Text shown:
START

That question and my long, prideful stare at the Zazu’s lunch plate were portentous.
So many of us wake up, only to fall asleep sixteen hours later, counting our steps but overlooking the countless energy we spend on not failing. We bring the meal to a sick friend (though we can barely get dinner on the table for our family). We call the hurting friend back for fear of losing the relationship (though at that moment, our heart needs mostly to rest). We sign up to lead the committee (after the same morning we had told our spouse, “I can’t do one more thing”). We bark at our kids to get out the door on time (after all, we wouldn’t want to feel the shame of being late).
Who of us doesn’t hate that feeling that comes when we disappoint a friend or a kid or a boss? When our work isn’t acknowledged because it’s sub-par? When we’re not mentioned as the superstar on the team? When our creative work gets no applause?
The rare few feel okay about a C-. An F feels like a forever tattoo.
(Now, I’m distinguishing between sin and “failure” here — because the times when you underperform at your job because of stress at home, forget your kid’s costume for the big play, and binge on sugar after midnight three days into the Whole30 aren’t sinful, but they mark us because of how we see ourselves at that moment. There are certainly times, however, when sin and failure overlap. I failed at loving Nate for many years— and some of that was selfish sinfulness. But nor do I want to split hairs and miss the point: we hate when we fail, no matter the source.)
24 years of failure since that ominous lunch, and a connection is happening in my mind after this most recent failing grade. Failure scoots us right up to the mirror, where we see how we are finite. We are finite both when we are raging successes, and when we fail.

END

Set problem A:
Tally the lines of the entries that contain the string "pink", treating uppercase and lowercase as different, and give only the number.
The passage on failure has no connection to the entries that follow it.

Location identification entries:
START

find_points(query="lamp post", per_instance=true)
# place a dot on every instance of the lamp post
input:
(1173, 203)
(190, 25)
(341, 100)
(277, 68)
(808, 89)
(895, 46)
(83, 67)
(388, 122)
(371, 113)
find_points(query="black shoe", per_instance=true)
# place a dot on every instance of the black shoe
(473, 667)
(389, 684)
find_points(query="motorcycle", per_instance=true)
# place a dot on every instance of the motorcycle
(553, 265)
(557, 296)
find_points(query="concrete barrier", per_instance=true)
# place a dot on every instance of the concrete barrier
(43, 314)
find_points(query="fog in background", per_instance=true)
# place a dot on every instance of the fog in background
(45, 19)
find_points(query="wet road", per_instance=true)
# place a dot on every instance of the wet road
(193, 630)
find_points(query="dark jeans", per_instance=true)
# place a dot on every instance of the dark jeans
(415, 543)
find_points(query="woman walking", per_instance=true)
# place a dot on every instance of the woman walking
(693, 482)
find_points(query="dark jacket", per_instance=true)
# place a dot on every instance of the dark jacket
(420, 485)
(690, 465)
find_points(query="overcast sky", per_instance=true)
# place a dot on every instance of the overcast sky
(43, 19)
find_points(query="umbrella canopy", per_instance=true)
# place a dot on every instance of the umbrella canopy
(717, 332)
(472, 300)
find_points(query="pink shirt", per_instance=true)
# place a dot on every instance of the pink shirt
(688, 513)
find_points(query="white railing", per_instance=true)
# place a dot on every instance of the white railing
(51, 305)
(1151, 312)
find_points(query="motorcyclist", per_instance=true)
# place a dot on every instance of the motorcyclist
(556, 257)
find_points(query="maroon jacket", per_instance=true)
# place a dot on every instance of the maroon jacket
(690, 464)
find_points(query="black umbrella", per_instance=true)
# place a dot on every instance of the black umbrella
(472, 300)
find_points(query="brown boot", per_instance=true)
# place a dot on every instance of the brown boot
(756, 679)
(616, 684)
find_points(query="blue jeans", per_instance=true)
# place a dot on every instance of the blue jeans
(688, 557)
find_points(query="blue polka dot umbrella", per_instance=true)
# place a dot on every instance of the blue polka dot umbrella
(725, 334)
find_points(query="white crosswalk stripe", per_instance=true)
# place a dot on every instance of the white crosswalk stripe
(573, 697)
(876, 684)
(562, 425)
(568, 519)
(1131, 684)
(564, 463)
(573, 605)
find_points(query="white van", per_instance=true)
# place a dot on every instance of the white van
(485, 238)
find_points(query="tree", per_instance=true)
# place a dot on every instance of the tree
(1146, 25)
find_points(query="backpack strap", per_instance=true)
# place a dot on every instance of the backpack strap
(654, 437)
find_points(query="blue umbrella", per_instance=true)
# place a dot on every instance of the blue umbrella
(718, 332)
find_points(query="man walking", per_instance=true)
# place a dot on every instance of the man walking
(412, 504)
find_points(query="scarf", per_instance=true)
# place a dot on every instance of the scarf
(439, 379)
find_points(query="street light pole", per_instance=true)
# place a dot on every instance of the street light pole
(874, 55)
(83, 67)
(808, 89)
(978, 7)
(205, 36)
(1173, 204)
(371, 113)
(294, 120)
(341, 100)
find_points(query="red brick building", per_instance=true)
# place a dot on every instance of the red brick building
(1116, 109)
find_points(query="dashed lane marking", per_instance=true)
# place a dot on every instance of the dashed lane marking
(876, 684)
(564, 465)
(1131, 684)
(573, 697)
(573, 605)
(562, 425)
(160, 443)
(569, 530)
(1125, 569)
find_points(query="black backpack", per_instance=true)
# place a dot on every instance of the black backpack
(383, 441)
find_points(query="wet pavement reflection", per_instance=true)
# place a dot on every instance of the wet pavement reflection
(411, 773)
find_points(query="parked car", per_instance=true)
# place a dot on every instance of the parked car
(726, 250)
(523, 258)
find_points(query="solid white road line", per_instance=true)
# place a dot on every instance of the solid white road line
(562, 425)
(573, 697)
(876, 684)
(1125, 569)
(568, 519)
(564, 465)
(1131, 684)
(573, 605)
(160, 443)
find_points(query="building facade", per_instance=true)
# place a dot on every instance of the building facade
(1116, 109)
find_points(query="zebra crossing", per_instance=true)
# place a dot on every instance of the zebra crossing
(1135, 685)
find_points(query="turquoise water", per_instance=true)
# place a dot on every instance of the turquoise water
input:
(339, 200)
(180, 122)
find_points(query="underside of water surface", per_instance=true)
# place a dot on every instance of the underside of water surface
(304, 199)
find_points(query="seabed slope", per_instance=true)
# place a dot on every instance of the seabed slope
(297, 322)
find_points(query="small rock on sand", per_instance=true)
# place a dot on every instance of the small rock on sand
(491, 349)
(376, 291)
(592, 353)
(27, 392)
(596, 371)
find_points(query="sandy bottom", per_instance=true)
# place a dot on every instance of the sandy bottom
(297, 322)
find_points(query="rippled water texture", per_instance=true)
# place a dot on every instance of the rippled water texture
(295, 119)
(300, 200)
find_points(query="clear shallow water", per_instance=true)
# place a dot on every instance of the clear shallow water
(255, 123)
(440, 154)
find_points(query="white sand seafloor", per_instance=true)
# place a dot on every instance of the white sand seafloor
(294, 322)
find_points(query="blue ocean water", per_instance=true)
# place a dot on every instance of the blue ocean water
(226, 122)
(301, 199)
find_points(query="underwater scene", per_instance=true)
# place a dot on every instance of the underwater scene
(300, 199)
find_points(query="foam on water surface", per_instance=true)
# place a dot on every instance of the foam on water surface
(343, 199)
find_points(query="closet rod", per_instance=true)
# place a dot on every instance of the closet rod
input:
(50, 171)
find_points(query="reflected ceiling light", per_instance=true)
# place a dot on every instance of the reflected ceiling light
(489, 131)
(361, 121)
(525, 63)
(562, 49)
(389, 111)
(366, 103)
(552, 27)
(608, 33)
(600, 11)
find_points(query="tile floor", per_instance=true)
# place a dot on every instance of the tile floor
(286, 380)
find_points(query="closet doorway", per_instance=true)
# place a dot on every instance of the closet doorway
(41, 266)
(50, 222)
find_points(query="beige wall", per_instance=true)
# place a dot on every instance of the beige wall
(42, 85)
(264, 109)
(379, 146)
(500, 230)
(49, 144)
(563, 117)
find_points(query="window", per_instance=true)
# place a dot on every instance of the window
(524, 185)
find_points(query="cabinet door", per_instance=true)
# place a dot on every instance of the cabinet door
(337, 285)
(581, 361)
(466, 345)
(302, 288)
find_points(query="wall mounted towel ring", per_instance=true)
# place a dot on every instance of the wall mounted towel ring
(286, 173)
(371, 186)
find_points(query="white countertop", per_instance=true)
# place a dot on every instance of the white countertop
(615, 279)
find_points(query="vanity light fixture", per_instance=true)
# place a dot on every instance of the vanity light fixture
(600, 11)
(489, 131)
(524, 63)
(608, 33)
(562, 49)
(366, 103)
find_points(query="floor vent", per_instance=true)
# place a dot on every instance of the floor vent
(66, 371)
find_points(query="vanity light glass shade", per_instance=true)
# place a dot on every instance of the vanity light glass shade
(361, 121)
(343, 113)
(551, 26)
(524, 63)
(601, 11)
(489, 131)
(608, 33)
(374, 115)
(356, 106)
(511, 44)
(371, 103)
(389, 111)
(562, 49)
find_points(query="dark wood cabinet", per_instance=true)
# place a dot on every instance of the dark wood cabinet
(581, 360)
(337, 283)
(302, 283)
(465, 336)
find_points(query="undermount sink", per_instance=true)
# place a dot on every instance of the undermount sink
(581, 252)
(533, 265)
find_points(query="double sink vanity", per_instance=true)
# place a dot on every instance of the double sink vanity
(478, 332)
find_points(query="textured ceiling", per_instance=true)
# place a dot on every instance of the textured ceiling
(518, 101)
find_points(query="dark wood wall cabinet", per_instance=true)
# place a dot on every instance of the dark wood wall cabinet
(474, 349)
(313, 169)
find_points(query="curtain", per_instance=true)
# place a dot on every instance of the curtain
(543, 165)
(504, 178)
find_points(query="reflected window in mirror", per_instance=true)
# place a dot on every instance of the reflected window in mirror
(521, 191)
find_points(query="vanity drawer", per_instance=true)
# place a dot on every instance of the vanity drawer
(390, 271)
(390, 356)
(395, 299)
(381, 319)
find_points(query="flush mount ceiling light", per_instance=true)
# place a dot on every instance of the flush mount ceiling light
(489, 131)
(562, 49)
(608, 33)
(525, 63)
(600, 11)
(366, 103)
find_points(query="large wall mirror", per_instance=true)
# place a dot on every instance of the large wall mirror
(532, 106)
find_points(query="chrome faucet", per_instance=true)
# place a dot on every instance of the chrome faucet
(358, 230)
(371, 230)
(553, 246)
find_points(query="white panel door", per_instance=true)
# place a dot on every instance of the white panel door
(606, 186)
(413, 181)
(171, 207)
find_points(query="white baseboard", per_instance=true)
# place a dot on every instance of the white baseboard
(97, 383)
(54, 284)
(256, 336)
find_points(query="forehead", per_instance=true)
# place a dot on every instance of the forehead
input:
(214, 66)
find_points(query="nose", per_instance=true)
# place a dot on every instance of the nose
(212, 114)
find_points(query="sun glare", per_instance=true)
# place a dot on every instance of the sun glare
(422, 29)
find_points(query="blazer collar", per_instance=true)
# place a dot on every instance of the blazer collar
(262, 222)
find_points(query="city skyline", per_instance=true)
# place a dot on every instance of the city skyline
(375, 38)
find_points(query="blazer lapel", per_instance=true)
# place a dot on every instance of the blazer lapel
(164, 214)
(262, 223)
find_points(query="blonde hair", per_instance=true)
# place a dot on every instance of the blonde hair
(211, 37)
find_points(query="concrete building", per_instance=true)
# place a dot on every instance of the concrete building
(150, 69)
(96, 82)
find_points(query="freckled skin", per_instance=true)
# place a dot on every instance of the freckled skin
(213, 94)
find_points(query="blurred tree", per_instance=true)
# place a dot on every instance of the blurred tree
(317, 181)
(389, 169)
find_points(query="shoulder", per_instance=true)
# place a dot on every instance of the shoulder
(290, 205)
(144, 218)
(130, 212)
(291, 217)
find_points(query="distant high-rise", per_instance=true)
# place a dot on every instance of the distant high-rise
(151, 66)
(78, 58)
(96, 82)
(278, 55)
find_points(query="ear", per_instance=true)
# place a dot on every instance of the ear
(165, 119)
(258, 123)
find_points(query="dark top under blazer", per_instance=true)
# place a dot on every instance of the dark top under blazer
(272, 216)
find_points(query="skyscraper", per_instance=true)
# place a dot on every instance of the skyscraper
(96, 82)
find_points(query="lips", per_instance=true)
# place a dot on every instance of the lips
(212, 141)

END

Set problem B:
Translate this sentence from the passage on failure into Spanish: "Failure scoots us right up to the mirror, where we see how we are finite."

Correct result A:
2

Correct result B:
El fracaso nos acerca de golpe al espejo, donde vemos cuán finitos somos.